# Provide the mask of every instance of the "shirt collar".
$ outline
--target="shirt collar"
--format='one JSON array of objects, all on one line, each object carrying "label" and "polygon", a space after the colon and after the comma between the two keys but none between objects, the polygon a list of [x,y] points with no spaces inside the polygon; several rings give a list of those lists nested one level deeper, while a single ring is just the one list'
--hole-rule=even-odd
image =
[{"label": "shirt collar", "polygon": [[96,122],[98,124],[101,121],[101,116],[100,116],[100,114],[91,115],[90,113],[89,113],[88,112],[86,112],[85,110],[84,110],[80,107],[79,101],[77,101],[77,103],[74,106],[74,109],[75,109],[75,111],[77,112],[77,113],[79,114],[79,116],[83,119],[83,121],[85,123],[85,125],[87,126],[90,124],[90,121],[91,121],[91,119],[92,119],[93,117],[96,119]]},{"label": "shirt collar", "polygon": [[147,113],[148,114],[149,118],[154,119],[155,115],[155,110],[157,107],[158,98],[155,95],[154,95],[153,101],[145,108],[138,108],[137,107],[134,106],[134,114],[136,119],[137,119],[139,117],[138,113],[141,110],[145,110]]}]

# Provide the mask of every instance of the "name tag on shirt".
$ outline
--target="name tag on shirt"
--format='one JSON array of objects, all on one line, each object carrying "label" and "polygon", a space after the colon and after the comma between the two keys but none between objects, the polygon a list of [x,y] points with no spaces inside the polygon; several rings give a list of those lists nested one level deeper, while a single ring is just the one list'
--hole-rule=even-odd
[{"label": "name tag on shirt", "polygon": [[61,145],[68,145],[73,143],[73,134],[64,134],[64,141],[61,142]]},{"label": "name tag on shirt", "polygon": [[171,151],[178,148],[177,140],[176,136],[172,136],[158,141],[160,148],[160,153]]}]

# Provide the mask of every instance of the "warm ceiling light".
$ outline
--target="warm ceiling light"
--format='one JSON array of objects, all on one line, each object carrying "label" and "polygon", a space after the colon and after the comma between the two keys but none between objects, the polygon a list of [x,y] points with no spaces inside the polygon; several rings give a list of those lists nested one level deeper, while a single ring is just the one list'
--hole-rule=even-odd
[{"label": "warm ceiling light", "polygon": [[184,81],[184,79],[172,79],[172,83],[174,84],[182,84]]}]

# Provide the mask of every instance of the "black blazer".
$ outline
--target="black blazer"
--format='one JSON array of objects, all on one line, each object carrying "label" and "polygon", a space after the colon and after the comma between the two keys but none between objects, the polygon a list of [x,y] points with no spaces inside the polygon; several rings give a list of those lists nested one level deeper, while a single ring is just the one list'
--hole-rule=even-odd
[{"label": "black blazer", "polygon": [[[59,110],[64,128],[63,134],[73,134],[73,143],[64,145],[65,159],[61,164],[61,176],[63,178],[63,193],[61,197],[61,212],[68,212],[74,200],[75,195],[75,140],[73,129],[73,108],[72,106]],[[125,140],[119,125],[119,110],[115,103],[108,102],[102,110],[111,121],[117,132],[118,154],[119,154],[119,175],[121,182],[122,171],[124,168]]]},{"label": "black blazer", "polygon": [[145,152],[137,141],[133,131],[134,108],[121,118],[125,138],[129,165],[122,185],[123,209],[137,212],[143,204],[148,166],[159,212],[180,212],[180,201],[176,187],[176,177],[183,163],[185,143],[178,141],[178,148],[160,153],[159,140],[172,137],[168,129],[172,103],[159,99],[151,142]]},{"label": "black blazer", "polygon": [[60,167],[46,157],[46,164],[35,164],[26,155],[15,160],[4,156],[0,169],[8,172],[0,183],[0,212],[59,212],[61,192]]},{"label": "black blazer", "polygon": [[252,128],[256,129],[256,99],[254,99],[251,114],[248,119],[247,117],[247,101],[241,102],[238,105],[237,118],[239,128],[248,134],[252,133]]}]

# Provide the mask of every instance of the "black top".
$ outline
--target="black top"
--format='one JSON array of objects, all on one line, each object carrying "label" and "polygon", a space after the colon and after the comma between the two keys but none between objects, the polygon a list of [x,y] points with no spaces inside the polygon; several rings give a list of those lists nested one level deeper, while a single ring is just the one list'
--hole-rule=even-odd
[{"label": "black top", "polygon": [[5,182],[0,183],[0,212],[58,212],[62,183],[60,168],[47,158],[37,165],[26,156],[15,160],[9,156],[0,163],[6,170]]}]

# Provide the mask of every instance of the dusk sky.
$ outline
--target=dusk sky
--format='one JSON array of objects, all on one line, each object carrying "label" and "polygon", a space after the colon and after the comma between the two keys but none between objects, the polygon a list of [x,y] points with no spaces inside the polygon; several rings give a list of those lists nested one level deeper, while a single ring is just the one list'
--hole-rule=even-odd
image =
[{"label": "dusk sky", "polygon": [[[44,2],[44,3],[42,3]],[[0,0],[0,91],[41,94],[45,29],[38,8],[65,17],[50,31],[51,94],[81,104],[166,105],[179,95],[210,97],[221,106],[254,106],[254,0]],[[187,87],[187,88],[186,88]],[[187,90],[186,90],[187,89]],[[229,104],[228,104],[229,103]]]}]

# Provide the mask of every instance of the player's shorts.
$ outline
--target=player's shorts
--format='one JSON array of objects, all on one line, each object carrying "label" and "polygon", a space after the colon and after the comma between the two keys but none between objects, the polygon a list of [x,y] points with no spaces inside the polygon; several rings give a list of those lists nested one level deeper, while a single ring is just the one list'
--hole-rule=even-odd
******************************
◆ GIVEN REQUEST:
Output as a JSON list of strings, one string per line, the part of the material that starts with the line containing "# Provide the mask of every instance of the player's" and runs through the end of the material, both ends included and blank lines left out.

◆ CORRECT ANSWER:
[
  "# Provide the mask of every instance of the player's shorts.",
  "$ outline",
  "--target=player's shorts",
  "--format='one JSON array of objects, all on one line, each object carrying \"label\" and \"polygon\", a space after the colon and after the comma between the two keys but none between objects, the polygon a list of [x,y] points with no spaces inside the polygon; several rings give a list of those lists nested one level deeper, while a single ring is just the one list'",
  "--hole-rule=even-odd"
]